• [Extrait choisi]
+---+

Je reviens ici à ce que j'avais à dire sur les élections de Paris, lorsque j'ai été interrompu. J'ai vu de près ces élections puisque j'ai eu l'honneur d'être élu par le collège du premier arrondissement électoral de Paris. C'est donc le témoignage d'un témoin occulaire que je vous apporte: je vais rétablir des faits qui ont été dénaturés. Je puis assurer que dans une assemblée du premier arrondissement de Paris, il n'y a pas eu la moindre interruption. (On rit.) On a écouté en silence différentes propositions qui ont été faites sur les divers candidats; on a attaqué le candidat avec toutes les convenances possibles; chacun a pu répondre librement, aucun n'a dû être embarrassé des objections qui lui étaient faites; l'assemblée s'est séparée dans le plus grand calme; on aurait pu, à cinq pas de là, ignorer qu'il y avait eu une assemblée aussi nombreuse, occupée d'aussi grands intérêts. Voilà ce qui s'est passé dans cet arrondissement. Quant à ce qui s'est passé dans d'autres maisons particulières, je n'en puis rendre un témoignage aussi précis; mais je vois que toutes ces élections ont eu lieu conformément à la loi. Jamais peut-être on n'a vu plus d'ordre, plus de régularité; jamais il n'y a eu une satisfaction mutuelle mieux prononcée entre les présidents nommés par le gouvernement et les assemblées électorales; jamais députés n'ont été nommés par des votes plus librement, plus secrètement exprimés, et tous à une immense majorité.

+---+

• [Données enregistrées]
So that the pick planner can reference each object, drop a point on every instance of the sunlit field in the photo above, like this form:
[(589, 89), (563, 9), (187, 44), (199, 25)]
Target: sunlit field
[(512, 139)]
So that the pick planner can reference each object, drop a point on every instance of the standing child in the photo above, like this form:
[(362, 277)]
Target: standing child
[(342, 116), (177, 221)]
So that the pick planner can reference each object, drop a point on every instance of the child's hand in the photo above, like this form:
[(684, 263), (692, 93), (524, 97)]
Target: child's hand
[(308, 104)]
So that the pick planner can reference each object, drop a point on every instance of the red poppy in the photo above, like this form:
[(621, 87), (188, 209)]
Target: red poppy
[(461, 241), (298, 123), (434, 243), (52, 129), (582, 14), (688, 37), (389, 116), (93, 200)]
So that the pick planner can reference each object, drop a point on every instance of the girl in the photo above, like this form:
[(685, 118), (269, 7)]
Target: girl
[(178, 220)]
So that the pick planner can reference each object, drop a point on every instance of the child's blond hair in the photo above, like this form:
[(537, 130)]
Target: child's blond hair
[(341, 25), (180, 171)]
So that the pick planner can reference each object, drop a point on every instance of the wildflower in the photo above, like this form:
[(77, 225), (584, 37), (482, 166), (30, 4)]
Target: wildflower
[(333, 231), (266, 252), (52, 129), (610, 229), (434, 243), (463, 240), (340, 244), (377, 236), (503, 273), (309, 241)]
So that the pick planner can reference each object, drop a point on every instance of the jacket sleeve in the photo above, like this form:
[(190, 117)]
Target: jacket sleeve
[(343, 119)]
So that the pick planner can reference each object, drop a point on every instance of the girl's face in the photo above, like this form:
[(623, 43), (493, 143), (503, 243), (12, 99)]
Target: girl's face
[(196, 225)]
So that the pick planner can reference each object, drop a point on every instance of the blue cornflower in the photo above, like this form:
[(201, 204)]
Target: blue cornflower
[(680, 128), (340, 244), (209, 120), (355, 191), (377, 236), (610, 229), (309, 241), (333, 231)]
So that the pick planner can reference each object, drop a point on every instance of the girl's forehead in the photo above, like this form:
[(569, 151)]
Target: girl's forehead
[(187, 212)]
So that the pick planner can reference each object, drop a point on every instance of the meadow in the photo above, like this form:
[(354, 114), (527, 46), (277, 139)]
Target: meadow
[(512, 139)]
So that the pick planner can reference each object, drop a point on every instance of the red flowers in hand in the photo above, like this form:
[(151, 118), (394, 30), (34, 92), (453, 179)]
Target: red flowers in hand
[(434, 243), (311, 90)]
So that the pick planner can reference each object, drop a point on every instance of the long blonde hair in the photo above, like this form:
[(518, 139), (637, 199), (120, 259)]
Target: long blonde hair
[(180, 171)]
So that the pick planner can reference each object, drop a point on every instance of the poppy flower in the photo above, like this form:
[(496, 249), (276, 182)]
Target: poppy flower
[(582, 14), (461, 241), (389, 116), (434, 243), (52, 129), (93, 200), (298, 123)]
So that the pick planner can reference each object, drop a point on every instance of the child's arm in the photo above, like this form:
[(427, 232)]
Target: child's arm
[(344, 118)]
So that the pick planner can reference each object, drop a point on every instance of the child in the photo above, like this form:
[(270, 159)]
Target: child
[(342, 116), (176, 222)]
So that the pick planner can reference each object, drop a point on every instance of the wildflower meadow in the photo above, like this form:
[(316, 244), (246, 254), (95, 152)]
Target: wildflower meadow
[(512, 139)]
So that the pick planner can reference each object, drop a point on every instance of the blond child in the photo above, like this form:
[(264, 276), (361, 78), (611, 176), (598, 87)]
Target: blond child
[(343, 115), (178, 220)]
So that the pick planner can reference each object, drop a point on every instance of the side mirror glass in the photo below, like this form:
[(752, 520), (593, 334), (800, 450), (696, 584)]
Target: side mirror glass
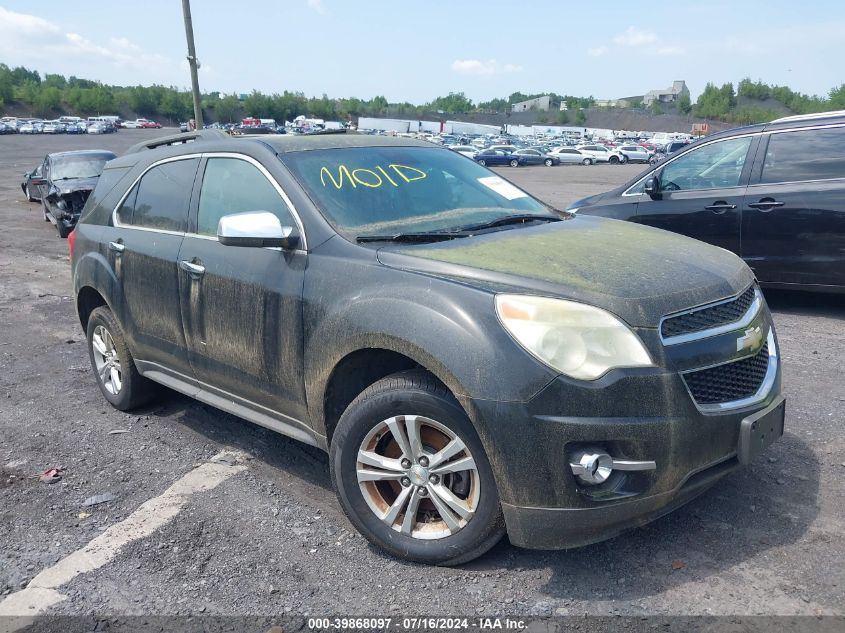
[(256, 229), (652, 186)]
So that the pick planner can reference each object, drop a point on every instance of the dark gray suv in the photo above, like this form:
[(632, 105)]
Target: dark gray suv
[(474, 361)]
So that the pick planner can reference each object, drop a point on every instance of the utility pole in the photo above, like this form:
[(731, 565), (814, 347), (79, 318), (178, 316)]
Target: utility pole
[(192, 62)]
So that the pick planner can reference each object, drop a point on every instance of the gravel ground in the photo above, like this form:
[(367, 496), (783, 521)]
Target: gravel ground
[(272, 539)]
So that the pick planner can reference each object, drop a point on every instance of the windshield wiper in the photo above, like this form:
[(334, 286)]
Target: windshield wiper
[(510, 219), (433, 236)]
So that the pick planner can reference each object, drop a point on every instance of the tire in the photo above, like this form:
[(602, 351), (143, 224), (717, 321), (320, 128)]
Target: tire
[(407, 397), (131, 389)]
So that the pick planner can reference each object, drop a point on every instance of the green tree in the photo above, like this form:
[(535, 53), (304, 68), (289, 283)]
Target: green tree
[(227, 108)]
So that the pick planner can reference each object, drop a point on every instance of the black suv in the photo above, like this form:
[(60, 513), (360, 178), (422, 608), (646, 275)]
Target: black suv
[(773, 194), (472, 360)]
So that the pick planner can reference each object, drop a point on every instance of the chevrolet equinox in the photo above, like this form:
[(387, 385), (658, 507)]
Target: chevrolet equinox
[(474, 361)]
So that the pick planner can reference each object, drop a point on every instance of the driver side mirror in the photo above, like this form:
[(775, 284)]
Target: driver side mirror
[(652, 187), (256, 229)]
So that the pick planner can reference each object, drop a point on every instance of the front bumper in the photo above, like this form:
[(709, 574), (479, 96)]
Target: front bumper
[(636, 414)]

+---+

• [Consigne donnée] Réécrivez sous forme de liste le paragraphe de l'extrait choisi qui commence par « Je reviens ici », en conservant ses faits principaux.

• [Réponse à l'exercice]
- L'orateur revient sur les élections de Paris, dont il parlait avant d'être interrompu.
- Élu par le collège du premier arrondissement électoral de Paris, il se présente comme témoin oculaire et veut rétablir des faits dénaturés.
- Dans l'assemblée du premier arrondissement, il n'y a eu aucune interruption.
- Les propositions sur les candidats ont été écoutées en silence.
- Le candidat a été attaqué avec toutes les convenances possibles, et chacun a pu répondre librement.
- L'assemblée s'est séparée dans le plus grand calme : à cinq pas de là, on aurait pu ignorer sa tenue.
- L'orateur ne peut témoigner aussi précisément de ce qui s'est passé dans d'autres maisons particulières, mais il constate que toutes ces élections ont eu lieu conformément à la loi.
- Selon lui, on n'a peut-être jamais vu plus d'ordre ni de régularité, ni une meilleure entente entre les présidents nommés par le gouvernement et les assemblées électorales.
- Les députés ont été élus par des votes libres et secrets, tous à une immense majorité.